* [ENTRIES SHOWN]
-- begin --
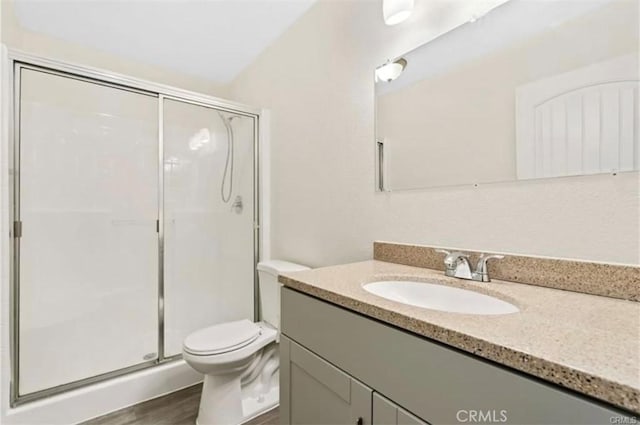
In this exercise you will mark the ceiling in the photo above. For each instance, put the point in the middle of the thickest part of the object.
(212, 39)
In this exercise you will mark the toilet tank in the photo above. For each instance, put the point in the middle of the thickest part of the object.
(268, 272)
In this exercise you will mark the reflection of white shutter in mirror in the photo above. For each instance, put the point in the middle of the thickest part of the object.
(579, 122)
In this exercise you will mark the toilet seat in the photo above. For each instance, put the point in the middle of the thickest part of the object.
(222, 338)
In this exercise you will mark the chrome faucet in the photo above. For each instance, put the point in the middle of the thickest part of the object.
(456, 264)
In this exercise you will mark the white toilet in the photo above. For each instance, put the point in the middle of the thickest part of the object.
(239, 359)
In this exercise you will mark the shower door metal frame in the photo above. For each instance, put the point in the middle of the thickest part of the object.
(16, 61)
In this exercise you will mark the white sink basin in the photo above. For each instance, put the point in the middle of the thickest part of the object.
(439, 297)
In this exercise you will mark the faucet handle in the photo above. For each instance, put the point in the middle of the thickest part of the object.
(481, 267)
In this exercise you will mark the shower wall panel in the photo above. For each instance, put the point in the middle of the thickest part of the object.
(208, 244)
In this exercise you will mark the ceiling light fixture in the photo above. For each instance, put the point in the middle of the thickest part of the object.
(391, 70)
(396, 11)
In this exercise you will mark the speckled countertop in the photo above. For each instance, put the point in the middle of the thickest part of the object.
(587, 343)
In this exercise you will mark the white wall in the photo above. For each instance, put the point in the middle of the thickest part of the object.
(15, 36)
(317, 81)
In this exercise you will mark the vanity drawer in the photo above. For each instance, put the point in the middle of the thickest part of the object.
-- end --
* [TASK STATEMENT] Reproduce the lines of the records from the line containing "In this exercise you will mark the toilet seat" through the end of the records, inclusive, keeping the requests as they are. Scale every coordinate in the answers by 0.55, rounding each result to the nearest whole number with halves rounded up.

* [OUTPUT OF THE EXERCISE]
In this exercise you will mark the toilet seat in the photo above. For each instance, put the point in the middle of the thickest part of the object.
(122, 186)
In this exercise you will mark the chrome faucet in the photo above. For each instance, put the point in the middle of the thickest part of the object.
(251, 145)
In this exercise you will mark the white toilet in the photo above. For each instance, put the point in the middle of the thickest part of the object.
(131, 197)
In this exercise you will mark the shower door metal frame in the photo above. For each instance, put the point in the middle of the thickest part of the object.
(9, 34)
In this exercise you will mark the white sink basin in the photo above. For each instance, put the point in the middle of the thickest part of the object.
(241, 163)
In this exercise you will mark the faucet handle in the photo above. For each instance, put the point in the middle of the thickest part of the object.
(265, 147)
In this exercise you will mark the shower wall panel in the photo above. For each instance, put the point in the middle of the thickest part of the object.
(114, 134)
In this exercise you will mark the ceiling light fixture in the photo above. For each instance, put the point in the middle of the thickest part of the object.
(215, 39)
(218, 6)
In this exercise you will mark the speckled countertop in the photo above. For each instance, put the point in the middle of the thickest part of the object.
(323, 189)
In this exercise you will mark the white wall in the photo above. For each instance, put the point in the middle of the thickest part of the object.
(8, 20)
(174, 45)
In this exercise you will mark the vanity drawer in the photo above. For each instance, put the point in the middle of the thickest part of the object.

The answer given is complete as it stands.